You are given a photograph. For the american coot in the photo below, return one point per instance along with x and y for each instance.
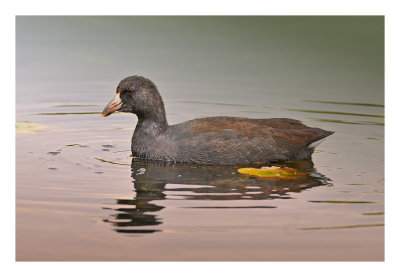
(212, 140)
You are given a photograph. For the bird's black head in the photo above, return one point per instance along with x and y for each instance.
(136, 95)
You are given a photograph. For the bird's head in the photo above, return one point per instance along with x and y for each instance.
(136, 95)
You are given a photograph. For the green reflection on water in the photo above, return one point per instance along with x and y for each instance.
(346, 103)
(333, 112)
(67, 113)
(348, 122)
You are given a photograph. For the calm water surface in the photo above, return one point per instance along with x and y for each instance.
(80, 196)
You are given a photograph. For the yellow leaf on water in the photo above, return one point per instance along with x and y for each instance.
(273, 172)
(28, 127)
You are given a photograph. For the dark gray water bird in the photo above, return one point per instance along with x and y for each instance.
(218, 140)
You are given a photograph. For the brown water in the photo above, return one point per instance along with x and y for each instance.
(79, 195)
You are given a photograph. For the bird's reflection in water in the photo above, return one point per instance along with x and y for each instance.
(157, 181)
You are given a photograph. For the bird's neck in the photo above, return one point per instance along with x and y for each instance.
(151, 124)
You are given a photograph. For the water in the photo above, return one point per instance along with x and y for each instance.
(79, 195)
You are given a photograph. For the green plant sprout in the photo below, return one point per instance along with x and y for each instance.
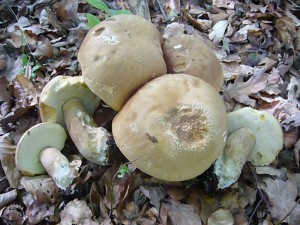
(98, 4)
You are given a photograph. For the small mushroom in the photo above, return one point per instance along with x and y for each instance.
(38, 152)
(119, 55)
(189, 54)
(267, 131)
(69, 102)
(237, 152)
(173, 128)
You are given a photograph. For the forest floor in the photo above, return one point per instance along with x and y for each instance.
(258, 46)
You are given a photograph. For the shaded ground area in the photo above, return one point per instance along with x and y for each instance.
(257, 44)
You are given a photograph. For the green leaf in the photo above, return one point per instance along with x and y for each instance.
(123, 170)
(98, 4)
(24, 59)
(113, 12)
(92, 20)
(35, 68)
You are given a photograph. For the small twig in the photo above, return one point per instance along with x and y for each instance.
(263, 198)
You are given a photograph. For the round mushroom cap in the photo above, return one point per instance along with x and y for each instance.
(173, 128)
(119, 55)
(61, 89)
(190, 55)
(33, 141)
(267, 131)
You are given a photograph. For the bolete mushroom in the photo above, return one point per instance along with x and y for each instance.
(69, 102)
(267, 131)
(189, 54)
(172, 128)
(119, 55)
(237, 152)
(38, 152)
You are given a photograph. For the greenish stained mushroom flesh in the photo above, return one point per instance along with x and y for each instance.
(267, 131)
(237, 152)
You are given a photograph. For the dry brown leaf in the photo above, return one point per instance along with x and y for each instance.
(4, 93)
(75, 212)
(37, 212)
(228, 4)
(282, 195)
(240, 90)
(24, 92)
(181, 214)
(286, 29)
(155, 194)
(13, 214)
(221, 217)
(7, 197)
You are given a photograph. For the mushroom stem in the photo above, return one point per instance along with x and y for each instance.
(57, 166)
(91, 141)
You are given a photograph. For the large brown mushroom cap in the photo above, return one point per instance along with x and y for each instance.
(172, 128)
(189, 54)
(119, 55)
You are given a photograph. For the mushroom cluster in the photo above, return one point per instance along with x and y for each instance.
(171, 122)
(254, 136)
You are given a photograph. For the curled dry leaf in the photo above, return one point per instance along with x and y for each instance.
(24, 92)
(286, 29)
(221, 217)
(75, 212)
(7, 197)
(181, 214)
(240, 90)
(218, 31)
(37, 212)
(228, 4)
(282, 195)
(12, 214)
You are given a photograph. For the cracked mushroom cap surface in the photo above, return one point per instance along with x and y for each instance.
(33, 141)
(173, 128)
(119, 55)
(189, 54)
(61, 89)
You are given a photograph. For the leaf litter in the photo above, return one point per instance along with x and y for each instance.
(257, 43)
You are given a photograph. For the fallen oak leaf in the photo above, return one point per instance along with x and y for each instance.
(181, 214)
(240, 90)
(282, 195)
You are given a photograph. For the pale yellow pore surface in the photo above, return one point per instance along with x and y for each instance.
(189, 54)
(119, 55)
(173, 128)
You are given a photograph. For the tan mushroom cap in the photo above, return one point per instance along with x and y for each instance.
(172, 128)
(119, 55)
(189, 54)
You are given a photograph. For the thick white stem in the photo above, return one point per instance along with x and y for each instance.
(91, 141)
(57, 166)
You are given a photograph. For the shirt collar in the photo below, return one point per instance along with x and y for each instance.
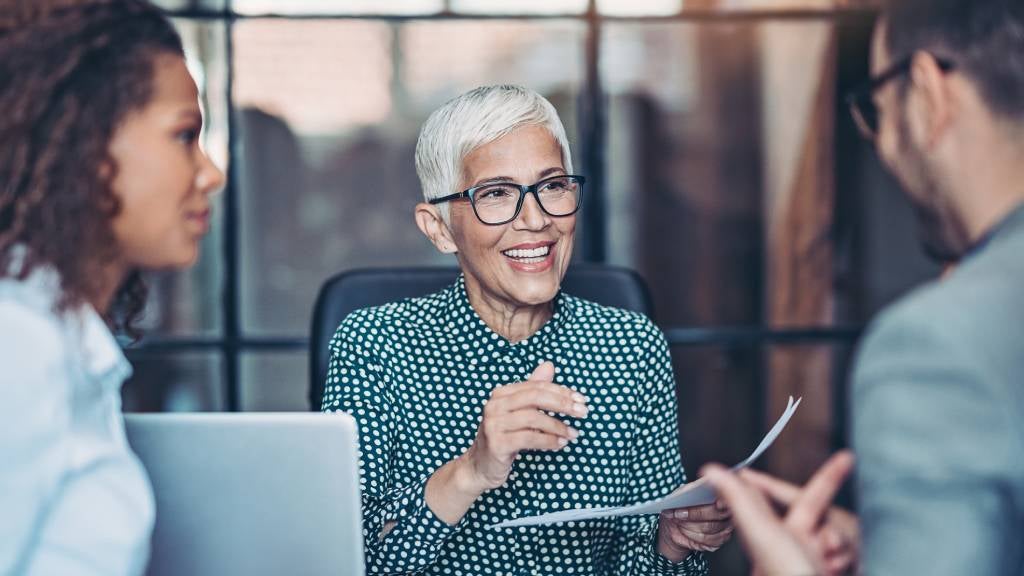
(96, 347)
(467, 331)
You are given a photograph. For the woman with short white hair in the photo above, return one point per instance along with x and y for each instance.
(502, 397)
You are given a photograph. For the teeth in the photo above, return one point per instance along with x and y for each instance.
(534, 253)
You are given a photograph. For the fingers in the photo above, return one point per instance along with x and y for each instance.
(553, 398)
(751, 511)
(777, 490)
(679, 535)
(545, 372)
(535, 420)
(709, 512)
(700, 527)
(815, 499)
(770, 546)
(532, 440)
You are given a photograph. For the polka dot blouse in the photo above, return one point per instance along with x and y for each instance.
(416, 375)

• • • •

▸ TASK TO CARRY OUT: Each line in the records above should be reproduced exactly; images are not copied.

▸ EXERCISE RESPONSE:
You are given a photograph. For the american coot in the photo below, return one point per instance along with x and y for each instance.
(212, 140)
You are given a photograph. For the bird's black head in the photo above, return one point per instance along with x and y for each instance.
(136, 95)
You are given a photograph. For the bird's head in the photo above, return one point per instance along with x and y for each instance.
(136, 95)
You are given a photograph. For the green reflection on water in the photo above, return one point per instance along with x and y for each instance.
(346, 103)
(333, 112)
(67, 113)
(348, 122)
You are given a photograph. For the calm water surface in the photo above, return one point per instance along with x and y for each instance.
(80, 196)
You are given a photograph. For the yellow leaf on water in the photo above, return one point per instance along with x and y for each instance.
(273, 172)
(28, 127)
You are given a photograph. For the dark gray water bird in the photo above, return one point per instance along with x and y for each instance.
(218, 140)
You are given a photograph. For the brown water in the photo above, return one point per instance along with x and y for each instance.
(79, 195)
You are given a photograph. For the bird's reflection in water in the photo above, return one point per instance along with x and y for each instance.
(157, 181)
You are given a photograph. For the bird's neck in the photo above, return one point per instance along with x and y for each instance.
(151, 124)
You are given a photograph. For the water in the photo above, return one point per instance along with x and y for each instance.
(79, 195)
You are given a photograph. For the green plant sprout in the photo below, return one point per instance along with x and y for each instance.
(98, 4)
You are given a photograph. For the small mushroom in the photo above, return one point per instance along with x and y for each instance.
(38, 152)
(119, 55)
(189, 54)
(267, 131)
(69, 102)
(237, 152)
(173, 128)
You are given a photograph. For the forest floor in the photo above, return one point per instance along with x and y for each instance.
(258, 46)
You are given a photograph. For the shaded ground area in the photo above, return one point per instance along with x and y for each instance.
(257, 44)
You are given a photograph. For the green leaf in the photo above, return one point per instance along with x and y for each instance.
(123, 170)
(98, 4)
(24, 59)
(113, 12)
(92, 20)
(35, 68)
You are given a photograph. For the small twig in the photo above, return one point per instance along with x and y for each instance.
(263, 198)
You are given a photograph. For the round mushroom cap in the photo above, return one point per instance along with x and y for each instance.
(173, 128)
(119, 55)
(61, 89)
(190, 55)
(33, 141)
(267, 131)
You are given a photograph. For the bolete mushroom in the photo above, return one point per instance along with x and y for each instance.
(69, 102)
(267, 131)
(189, 54)
(172, 128)
(119, 55)
(237, 152)
(38, 152)
You are given a photograph. For the greenish stained mushroom flesh in the photo above, return one point per instance along with x and y for each instance.
(267, 131)
(237, 152)
You are given a photograph. For the dry brown leaf in the photo above, return one point per instance along with x and y for each instance.
(4, 93)
(75, 212)
(37, 212)
(228, 4)
(282, 195)
(240, 90)
(24, 92)
(181, 214)
(286, 29)
(155, 194)
(13, 214)
(221, 217)
(7, 197)
You are given a photograph. For the mushroom stem in the photo above, return one point per instance along with x and y for each instance.
(57, 166)
(91, 141)
You are given a photograph. For the large brown mushroom cap in the photo above, return one point per instance along with x and y for each instance.
(172, 128)
(189, 54)
(119, 55)
You are given a photograph. For the mushroom cluster in the photo above, return one point per instance along with x and y for each instance.
(171, 122)
(254, 136)
You are given a photograph. For the curled dry leaf in the photo above, return one point per instance along with x and y for each instance.
(24, 92)
(286, 29)
(221, 217)
(75, 212)
(7, 197)
(181, 214)
(240, 90)
(218, 31)
(37, 212)
(228, 4)
(282, 195)
(12, 214)
You are given a photograph. For the cracked mushroom cap surface in the photo above, return one point per instance along with x and y for each instance.
(33, 141)
(173, 128)
(119, 55)
(189, 54)
(61, 89)
You are given a photograph. For the leaf litter in the photo above, return one point per instance along with x and y for each instance.
(257, 43)
You are given a photograph. For the fallen oak leaf in the photo above, return one point per instance along with x and y for each instance.
(181, 214)
(240, 90)
(282, 195)
You are given a photograph. For the pale yellow pore surface in the photo above, return one point per instance along with x and y for each instance.
(189, 54)
(119, 55)
(173, 128)
You are given a photograph. For the tan mushroom cap in the photo above, return one point per instance along with x and y for each instance.
(172, 128)
(119, 55)
(189, 54)
You are given a photograph. For the thick white stem in the photo above, return one point per instance along with x and y for each instance.
(91, 141)
(57, 166)
You are given a photograph. For the shirt collar in the photo below, return one point per instance along with x and y for each instance.
(96, 347)
(467, 331)
You are given a photograph. For the woman with short white hair in the photo above, return one point per instance along with x and y for each instance.
(502, 397)
You are given a photograph. For the teeth in the photo above, return one point per instance along with x and y for each instance.
(534, 253)
You are given a photograph. For the fingers in the photo above, return one point per instance along with x and y for each instance.
(553, 398)
(751, 511)
(777, 490)
(679, 535)
(545, 372)
(535, 420)
(709, 512)
(700, 527)
(815, 499)
(770, 546)
(532, 440)
You are given a photograph. For the polka dot blouse in the photo above, return one point per instance along with x and y for each instance.
(416, 375)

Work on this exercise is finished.